> Requirement
Please copy the material under this line exactly, keeping every line.
# # # # #
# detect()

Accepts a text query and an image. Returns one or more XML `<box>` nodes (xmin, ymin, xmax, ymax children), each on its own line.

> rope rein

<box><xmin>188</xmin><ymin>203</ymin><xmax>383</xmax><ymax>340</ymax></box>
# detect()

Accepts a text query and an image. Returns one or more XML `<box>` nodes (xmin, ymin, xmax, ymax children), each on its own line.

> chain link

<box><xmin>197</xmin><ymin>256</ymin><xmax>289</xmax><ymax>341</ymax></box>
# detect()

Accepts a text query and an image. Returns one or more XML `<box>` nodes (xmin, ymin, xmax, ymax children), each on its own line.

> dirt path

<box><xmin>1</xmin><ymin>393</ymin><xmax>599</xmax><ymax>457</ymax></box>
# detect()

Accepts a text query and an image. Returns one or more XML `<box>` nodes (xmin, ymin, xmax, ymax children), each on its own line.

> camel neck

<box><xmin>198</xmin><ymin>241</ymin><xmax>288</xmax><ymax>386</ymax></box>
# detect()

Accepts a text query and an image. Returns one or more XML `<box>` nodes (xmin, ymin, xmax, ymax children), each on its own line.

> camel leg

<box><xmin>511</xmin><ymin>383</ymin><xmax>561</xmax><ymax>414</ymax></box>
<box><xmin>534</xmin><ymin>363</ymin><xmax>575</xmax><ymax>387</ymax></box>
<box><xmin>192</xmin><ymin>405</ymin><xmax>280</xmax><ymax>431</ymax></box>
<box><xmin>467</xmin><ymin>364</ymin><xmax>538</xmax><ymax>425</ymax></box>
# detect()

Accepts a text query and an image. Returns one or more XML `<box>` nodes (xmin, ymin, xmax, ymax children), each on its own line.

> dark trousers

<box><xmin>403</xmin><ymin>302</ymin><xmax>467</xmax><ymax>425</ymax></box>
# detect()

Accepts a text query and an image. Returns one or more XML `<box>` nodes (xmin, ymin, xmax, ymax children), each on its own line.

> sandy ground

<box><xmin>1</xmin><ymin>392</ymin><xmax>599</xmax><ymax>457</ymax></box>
# # # # #
> Written response
# detect()

Accepts a text query and an image. Returns one or more XML `<box>` nodes (xmin, ymin, xmax, ymax children), each on its own line.

> rope rein

<box><xmin>188</xmin><ymin>203</ymin><xmax>383</xmax><ymax>340</ymax></box>
# detect()

Accepts a text query and an image. Returns one or more XML `<box>` nodes (xmin, ymin, xmax, ymax children), each on its own line.

> chain link

<box><xmin>197</xmin><ymin>256</ymin><xmax>289</xmax><ymax>341</ymax></box>
# detect()

Accepts a text query and an image. Returns one or more XML `<box>` nodes (xmin, ymin, xmax, ymax children), each on its own line.

> dirt path

<box><xmin>1</xmin><ymin>393</ymin><xmax>599</xmax><ymax>457</ymax></box>
# detect()

Accepts a text query and an image. Returns one or more XML `<box>` nodes (xmin, ymin, xmax, ymax children), each on its own line.

> camel neck

<box><xmin>198</xmin><ymin>241</ymin><xmax>288</xmax><ymax>386</ymax></box>
# detect()

Accepts a text query and an image. Returns one or more XML `<box>` nodes (xmin, ymin, xmax, ymax children), each on its own line.

> camel leg

<box><xmin>511</xmin><ymin>383</ymin><xmax>561</xmax><ymax>414</ymax></box>
<box><xmin>534</xmin><ymin>363</ymin><xmax>575</xmax><ymax>387</ymax></box>
<box><xmin>192</xmin><ymin>405</ymin><xmax>280</xmax><ymax>431</ymax></box>
<box><xmin>467</xmin><ymin>364</ymin><xmax>538</xmax><ymax>425</ymax></box>
# detect()

Accepts a text query and an image. Returns one or more XML `<box>` nodes (xmin, ymin, xmax, ymax children), each on its own line.

> dark trousers

<box><xmin>403</xmin><ymin>302</ymin><xmax>467</xmax><ymax>425</ymax></box>
# detect()

Accepts a text query and an image. Returns one or more XML `<box>` nodes (xmin, ymin, xmax, ymax children), each on its own line.

> sandy ground

<box><xmin>1</xmin><ymin>392</ymin><xmax>599</xmax><ymax>457</ymax></box>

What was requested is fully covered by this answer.